— Start Dataset excerpts —
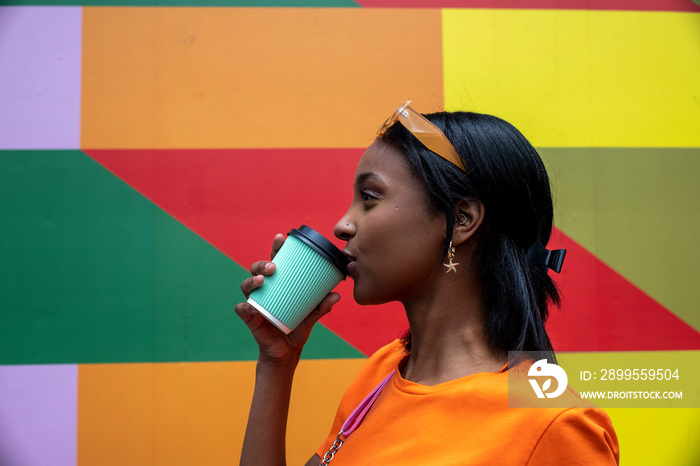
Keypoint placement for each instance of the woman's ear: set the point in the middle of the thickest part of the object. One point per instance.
(470, 215)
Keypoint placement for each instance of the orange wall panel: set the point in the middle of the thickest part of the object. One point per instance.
(253, 77)
(195, 413)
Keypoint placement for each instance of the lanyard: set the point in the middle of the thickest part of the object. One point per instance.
(355, 419)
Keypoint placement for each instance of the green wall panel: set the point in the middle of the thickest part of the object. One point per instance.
(91, 271)
(636, 209)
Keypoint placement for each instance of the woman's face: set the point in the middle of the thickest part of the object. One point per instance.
(393, 240)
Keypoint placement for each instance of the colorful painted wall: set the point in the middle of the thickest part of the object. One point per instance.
(151, 150)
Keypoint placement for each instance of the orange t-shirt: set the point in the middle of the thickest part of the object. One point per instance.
(463, 422)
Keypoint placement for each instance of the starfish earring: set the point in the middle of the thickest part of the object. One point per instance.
(451, 266)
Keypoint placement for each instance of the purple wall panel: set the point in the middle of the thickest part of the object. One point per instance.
(38, 415)
(40, 59)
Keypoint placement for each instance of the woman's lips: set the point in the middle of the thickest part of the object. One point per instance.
(352, 263)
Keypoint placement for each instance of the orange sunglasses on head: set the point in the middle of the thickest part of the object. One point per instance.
(426, 132)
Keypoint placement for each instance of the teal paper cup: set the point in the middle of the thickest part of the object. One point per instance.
(308, 267)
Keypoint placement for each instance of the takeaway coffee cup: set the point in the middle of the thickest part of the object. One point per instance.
(308, 267)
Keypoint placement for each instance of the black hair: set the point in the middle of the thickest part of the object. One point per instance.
(507, 175)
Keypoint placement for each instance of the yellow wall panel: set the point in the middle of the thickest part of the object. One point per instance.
(570, 78)
(253, 77)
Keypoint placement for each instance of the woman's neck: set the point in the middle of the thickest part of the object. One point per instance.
(448, 340)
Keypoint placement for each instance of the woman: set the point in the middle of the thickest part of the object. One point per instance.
(450, 215)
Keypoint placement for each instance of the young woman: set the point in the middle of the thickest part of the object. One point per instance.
(450, 216)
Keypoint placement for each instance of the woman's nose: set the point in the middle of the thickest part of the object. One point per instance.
(345, 229)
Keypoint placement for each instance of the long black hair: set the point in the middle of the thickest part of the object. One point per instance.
(507, 175)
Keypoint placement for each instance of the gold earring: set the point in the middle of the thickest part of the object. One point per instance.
(451, 266)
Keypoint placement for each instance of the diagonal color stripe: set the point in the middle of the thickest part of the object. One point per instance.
(202, 188)
(40, 56)
(636, 210)
(253, 77)
(194, 3)
(94, 272)
(38, 415)
(579, 78)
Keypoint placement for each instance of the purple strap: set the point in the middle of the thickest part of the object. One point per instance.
(357, 416)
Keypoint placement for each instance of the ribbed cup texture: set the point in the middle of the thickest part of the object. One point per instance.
(301, 280)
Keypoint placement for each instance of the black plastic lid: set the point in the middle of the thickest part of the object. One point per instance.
(324, 247)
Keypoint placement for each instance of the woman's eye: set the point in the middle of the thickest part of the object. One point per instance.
(367, 196)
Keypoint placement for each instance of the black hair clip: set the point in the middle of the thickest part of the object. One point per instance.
(539, 255)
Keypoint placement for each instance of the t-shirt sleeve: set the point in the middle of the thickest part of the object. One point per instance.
(577, 437)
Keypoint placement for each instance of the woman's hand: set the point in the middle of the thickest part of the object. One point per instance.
(275, 346)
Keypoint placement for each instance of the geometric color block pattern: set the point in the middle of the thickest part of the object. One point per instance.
(149, 154)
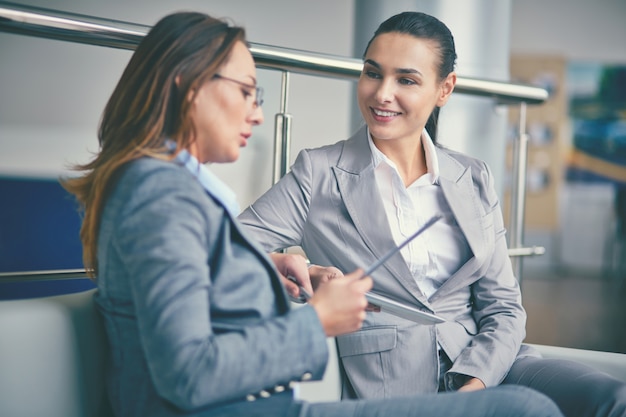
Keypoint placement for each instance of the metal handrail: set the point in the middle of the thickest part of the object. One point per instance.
(77, 28)
(53, 24)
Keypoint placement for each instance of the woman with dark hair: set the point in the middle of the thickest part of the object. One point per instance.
(197, 319)
(347, 204)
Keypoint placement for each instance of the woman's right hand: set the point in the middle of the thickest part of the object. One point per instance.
(340, 303)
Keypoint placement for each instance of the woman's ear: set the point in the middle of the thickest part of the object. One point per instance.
(447, 87)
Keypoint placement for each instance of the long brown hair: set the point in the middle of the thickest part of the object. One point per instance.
(149, 105)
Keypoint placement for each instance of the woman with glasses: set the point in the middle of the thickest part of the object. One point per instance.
(197, 319)
(348, 203)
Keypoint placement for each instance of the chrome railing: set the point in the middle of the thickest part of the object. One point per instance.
(58, 25)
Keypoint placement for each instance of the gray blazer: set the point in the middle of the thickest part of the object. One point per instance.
(197, 319)
(328, 205)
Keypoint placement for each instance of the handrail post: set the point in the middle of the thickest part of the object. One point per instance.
(518, 192)
(282, 133)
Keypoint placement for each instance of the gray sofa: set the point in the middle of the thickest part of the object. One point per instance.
(52, 359)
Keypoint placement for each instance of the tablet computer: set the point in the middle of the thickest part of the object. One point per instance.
(405, 311)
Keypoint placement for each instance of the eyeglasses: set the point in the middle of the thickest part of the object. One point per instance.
(258, 98)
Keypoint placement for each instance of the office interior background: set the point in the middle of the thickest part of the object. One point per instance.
(52, 94)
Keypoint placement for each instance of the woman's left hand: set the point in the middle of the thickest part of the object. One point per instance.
(319, 274)
(293, 267)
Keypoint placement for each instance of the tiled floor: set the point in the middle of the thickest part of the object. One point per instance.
(575, 309)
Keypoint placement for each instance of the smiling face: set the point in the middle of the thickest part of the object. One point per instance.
(399, 86)
(224, 109)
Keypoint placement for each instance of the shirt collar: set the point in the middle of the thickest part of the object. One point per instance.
(209, 181)
(432, 162)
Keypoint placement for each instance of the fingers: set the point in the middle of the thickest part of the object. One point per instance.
(294, 267)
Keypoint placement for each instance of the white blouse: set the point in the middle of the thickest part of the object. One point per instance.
(442, 249)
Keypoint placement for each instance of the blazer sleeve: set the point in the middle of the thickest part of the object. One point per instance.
(166, 235)
(277, 219)
(496, 305)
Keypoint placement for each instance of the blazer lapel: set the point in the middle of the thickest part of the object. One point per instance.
(458, 188)
(359, 191)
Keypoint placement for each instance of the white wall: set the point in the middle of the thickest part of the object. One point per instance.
(52, 92)
(576, 29)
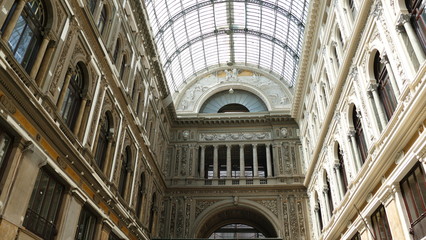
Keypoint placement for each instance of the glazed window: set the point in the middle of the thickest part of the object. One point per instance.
(329, 196)
(5, 148)
(417, 9)
(123, 67)
(116, 51)
(124, 171)
(141, 192)
(86, 225)
(112, 236)
(413, 188)
(44, 205)
(26, 36)
(380, 224)
(102, 20)
(342, 170)
(73, 97)
(92, 5)
(103, 141)
(359, 135)
(357, 236)
(384, 87)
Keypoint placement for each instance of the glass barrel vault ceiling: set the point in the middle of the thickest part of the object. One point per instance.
(193, 36)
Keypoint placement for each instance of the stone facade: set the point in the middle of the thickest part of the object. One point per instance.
(88, 111)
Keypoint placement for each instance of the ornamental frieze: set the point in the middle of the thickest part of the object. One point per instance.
(208, 137)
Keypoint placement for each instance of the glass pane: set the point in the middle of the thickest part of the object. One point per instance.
(277, 27)
(4, 145)
(21, 24)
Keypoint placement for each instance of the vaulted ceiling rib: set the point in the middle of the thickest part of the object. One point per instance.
(194, 36)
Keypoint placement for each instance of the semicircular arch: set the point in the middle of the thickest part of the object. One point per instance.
(229, 212)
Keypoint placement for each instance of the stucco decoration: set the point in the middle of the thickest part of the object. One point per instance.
(275, 95)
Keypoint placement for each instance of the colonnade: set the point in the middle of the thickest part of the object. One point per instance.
(242, 160)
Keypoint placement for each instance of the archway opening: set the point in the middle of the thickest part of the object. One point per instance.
(233, 108)
(237, 231)
(236, 222)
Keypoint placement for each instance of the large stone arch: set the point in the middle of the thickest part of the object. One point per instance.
(236, 211)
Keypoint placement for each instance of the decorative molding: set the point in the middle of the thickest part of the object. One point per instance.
(236, 136)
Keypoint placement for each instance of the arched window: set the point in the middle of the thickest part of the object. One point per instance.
(352, 8)
(152, 213)
(73, 97)
(384, 87)
(102, 20)
(417, 9)
(336, 56)
(103, 140)
(328, 194)
(359, 135)
(25, 35)
(92, 5)
(123, 66)
(341, 169)
(116, 51)
(340, 37)
(318, 214)
(125, 167)
(141, 192)
(6, 141)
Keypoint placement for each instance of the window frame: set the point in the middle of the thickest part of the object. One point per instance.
(342, 169)
(91, 233)
(34, 209)
(35, 25)
(384, 87)
(417, 10)
(102, 21)
(380, 224)
(102, 146)
(359, 136)
(73, 98)
(124, 171)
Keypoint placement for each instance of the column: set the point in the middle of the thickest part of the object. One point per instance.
(104, 164)
(326, 202)
(215, 161)
(404, 20)
(394, 219)
(64, 89)
(72, 212)
(370, 106)
(41, 76)
(318, 219)
(228, 160)
(30, 162)
(355, 152)
(80, 116)
(268, 160)
(339, 180)
(385, 60)
(13, 20)
(39, 58)
(84, 123)
(255, 162)
(202, 161)
(378, 104)
(242, 163)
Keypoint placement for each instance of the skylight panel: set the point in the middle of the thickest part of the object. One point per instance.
(195, 35)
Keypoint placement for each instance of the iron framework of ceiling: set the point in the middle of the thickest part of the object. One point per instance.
(193, 36)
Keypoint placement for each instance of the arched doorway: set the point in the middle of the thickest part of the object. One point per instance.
(235, 223)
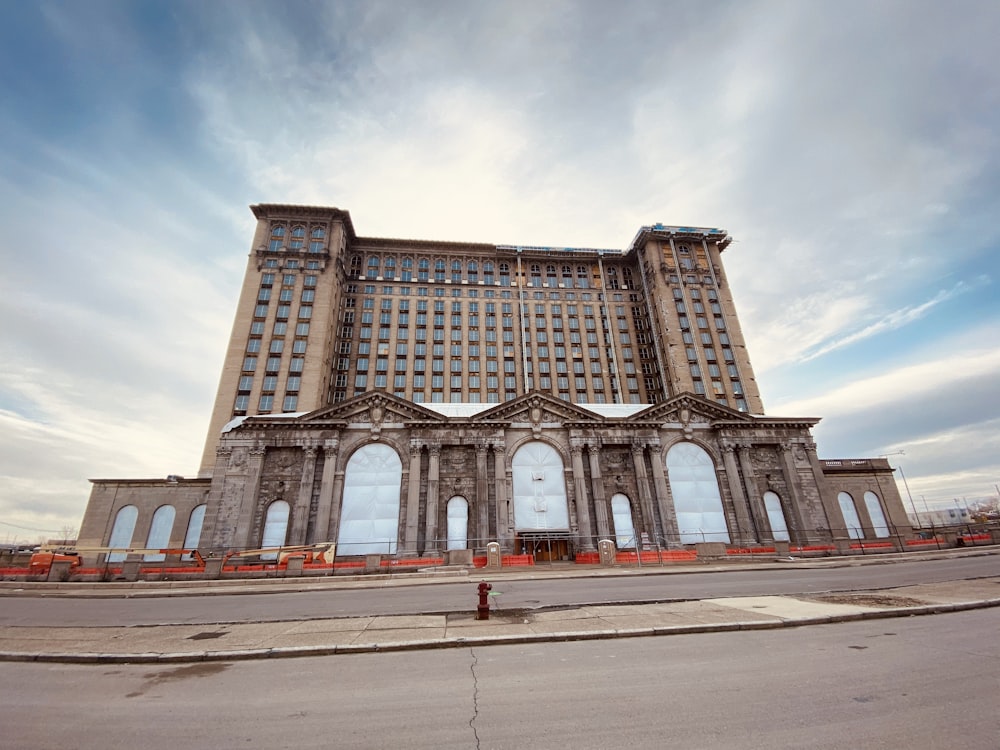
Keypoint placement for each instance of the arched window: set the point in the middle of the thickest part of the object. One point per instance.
(776, 517)
(621, 514)
(850, 514)
(193, 535)
(159, 532)
(121, 532)
(698, 504)
(275, 528)
(539, 488)
(369, 517)
(875, 513)
(458, 523)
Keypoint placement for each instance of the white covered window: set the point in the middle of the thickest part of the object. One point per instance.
(879, 524)
(275, 528)
(850, 514)
(621, 514)
(369, 517)
(159, 532)
(121, 532)
(458, 523)
(776, 517)
(697, 502)
(539, 489)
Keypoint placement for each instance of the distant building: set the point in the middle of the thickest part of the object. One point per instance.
(411, 396)
(943, 517)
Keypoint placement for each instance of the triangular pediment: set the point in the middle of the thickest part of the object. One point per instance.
(537, 407)
(373, 407)
(690, 407)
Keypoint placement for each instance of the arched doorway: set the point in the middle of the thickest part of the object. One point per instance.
(697, 501)
(159, 532)
(541, 509)
(369, 516)
(122, 531)
(875, 513)
(621, 516)
(458, 523)
(850, 513)
(193, 535)
(275, 528)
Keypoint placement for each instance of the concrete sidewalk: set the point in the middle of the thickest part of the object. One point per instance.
(227, 642)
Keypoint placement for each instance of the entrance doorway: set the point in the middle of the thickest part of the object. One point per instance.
(544, 548)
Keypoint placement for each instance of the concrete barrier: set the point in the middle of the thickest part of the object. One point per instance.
(710, 550)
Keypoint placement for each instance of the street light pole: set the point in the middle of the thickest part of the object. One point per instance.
(916, 516)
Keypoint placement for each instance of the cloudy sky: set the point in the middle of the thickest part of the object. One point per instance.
(852, 148)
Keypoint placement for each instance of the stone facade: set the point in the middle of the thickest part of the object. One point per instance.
(303, 463)
(410, 397)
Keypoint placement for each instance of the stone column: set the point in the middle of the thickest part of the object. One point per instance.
(642, 482)
(326, 493)
(597, 489)
(757, 515)
(338, 503)
(668, 515)
(831, 508)
(793, 515)
(585, 537)
(746, 529)
(413, 501)
(500, 482)
(300, 513)
(251, 494)
(431, 542)
(482, 497)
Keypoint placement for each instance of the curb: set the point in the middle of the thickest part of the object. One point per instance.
(497, 640)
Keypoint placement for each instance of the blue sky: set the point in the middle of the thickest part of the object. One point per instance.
(851, 149)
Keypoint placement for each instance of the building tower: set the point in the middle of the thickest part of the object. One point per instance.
(325, 315)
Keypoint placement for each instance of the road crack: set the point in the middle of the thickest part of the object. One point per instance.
(475, 695)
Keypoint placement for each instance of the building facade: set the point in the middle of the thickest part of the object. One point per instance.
(405, 397)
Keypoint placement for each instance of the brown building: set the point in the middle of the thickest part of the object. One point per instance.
(407, 396)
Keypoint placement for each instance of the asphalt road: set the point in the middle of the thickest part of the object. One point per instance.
(457, 597)
(919, 683)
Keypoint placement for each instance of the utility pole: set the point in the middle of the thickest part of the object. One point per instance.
(916, 516)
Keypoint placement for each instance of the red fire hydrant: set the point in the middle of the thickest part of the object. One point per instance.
(483, 610)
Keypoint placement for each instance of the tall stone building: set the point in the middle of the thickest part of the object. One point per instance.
(407, 396)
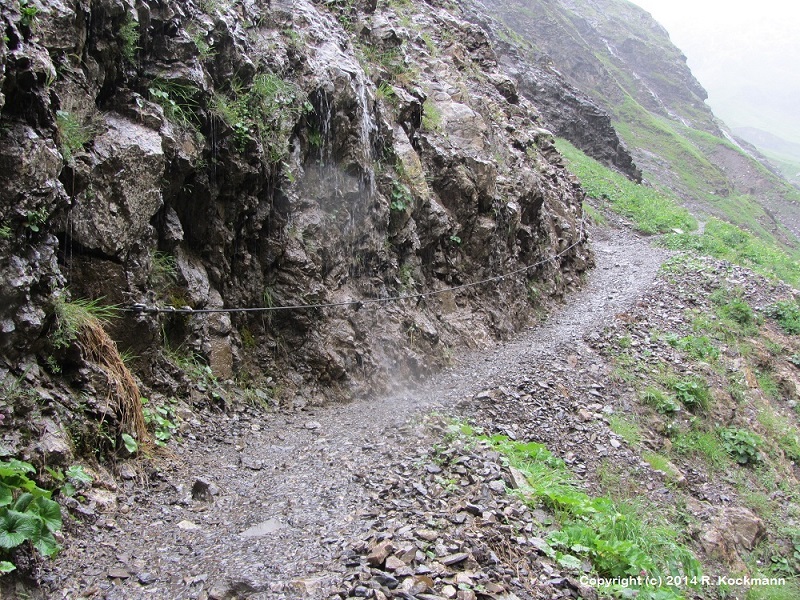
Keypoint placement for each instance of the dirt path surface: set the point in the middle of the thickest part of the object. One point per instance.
(288, 495)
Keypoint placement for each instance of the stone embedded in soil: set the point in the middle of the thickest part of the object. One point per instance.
(453, 559)
(264, 528)
(203, 490)
(146, 578)
(380, 553)
(393, 563)
(118, 574)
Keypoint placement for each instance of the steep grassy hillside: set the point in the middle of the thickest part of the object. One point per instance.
(625, 61)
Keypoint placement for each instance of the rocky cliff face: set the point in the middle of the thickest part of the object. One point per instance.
(568, 111)
(210, 154)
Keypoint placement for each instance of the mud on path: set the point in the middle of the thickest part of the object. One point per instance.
(288, 493)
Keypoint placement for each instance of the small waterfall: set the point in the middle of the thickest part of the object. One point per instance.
(367, 127)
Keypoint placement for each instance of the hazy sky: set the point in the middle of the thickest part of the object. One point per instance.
(745, 53)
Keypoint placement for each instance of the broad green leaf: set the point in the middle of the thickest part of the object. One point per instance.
(16, 527)
(6, 567)
(130, 444)
(18, 465)
(570, 562)
(56, 474)
(21, 505)
(6, 496)
(48, 511)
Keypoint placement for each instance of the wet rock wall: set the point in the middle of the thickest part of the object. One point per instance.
(209, 154)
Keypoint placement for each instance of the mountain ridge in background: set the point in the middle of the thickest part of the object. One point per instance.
(623, 59)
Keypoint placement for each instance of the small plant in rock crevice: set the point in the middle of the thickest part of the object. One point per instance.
(129, 39)
(74, 133)
(401, 198)
(28, 14)
(742, 445)
(161, 419)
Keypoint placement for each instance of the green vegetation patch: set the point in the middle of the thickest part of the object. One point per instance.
(27, 514)
(729, 242)
(619, 539)
(651, 211)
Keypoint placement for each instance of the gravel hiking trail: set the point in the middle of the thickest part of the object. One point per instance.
(286, 494)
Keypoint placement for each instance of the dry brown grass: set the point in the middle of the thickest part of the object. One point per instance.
(123, 394)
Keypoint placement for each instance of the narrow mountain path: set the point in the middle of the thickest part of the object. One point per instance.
(287, 494)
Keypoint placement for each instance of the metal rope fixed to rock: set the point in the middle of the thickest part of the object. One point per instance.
(144, 309)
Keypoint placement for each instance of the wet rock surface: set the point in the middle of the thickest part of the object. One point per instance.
(354, 500)
(204, 155)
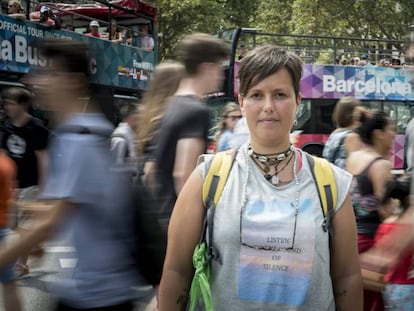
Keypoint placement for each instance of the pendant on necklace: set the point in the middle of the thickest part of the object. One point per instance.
(275, 180)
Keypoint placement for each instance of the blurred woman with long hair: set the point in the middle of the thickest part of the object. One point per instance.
(167, 77)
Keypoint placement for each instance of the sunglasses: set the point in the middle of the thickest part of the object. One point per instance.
(234, 118)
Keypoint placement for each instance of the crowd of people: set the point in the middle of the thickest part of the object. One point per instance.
(273, 246)
(141, 38)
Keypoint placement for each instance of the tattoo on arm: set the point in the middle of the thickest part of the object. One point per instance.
(341, 293)
(182, 301)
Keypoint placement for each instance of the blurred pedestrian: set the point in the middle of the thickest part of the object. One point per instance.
(342, 141)
(229, 117)
(183, 131)
(11, 300)
(123, 140)
(273, 253)
(167, 77)
(371, 168)
(82, 189)
(399, 289)
(24, 140)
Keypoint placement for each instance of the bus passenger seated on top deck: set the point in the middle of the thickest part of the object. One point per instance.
(46, 17)
(146, 42)
(114, 35)
(94, 30)
(15, 9)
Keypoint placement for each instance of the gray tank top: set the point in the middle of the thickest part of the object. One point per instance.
(265, 263)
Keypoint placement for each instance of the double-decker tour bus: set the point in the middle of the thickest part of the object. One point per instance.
(120, 71)
(324, 81)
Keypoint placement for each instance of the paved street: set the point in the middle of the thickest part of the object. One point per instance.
(58, 261)
(34, 290)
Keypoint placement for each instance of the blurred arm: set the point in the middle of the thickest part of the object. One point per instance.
(352, 143)
(187, 152)
(345, 268)
(119, 148)
(42, 163)
(380, 174)
(183, 235)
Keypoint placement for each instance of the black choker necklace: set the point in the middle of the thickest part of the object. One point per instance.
(268, 160)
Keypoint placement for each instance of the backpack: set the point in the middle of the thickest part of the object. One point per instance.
(213, 185)
(321, 170)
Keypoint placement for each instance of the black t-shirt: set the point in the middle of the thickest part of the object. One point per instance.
(20, 144)
(185, 117)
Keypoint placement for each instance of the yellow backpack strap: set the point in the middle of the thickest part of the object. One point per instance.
(326, 185)
(216, 177)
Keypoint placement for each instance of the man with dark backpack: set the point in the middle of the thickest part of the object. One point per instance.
(181, 139)
(123, 137)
— End Dataset excerpts —
§ **Required task**
Copy out, verbatim, every line of the material from the line containing "Keypoint placement for each instance of the backpack: set" through the final line, both ends inclusive.

§ **Finished exercise**
Keypoint placement for each instance of the backpack: set the point in the middle of the thickest part of the object. One point per instance.
(213, 185)
(321, 170)
Keypoint placement for each instance of the black t-shirt: set the point in the middle of the thickest part of the object. One point per instance.
(20, 144)
(185, 117)
Keypoint placement for each instance of the yellow backpack strap: set the point in the middle of the thickest part of the object. One point per instance.
(326, 185)
(216, 177)
Keypoint placement for each instance of the man with dark backpack: set the point in the middle of the thickest part of the object. One point per instance.
(181, 139)
(123, 137)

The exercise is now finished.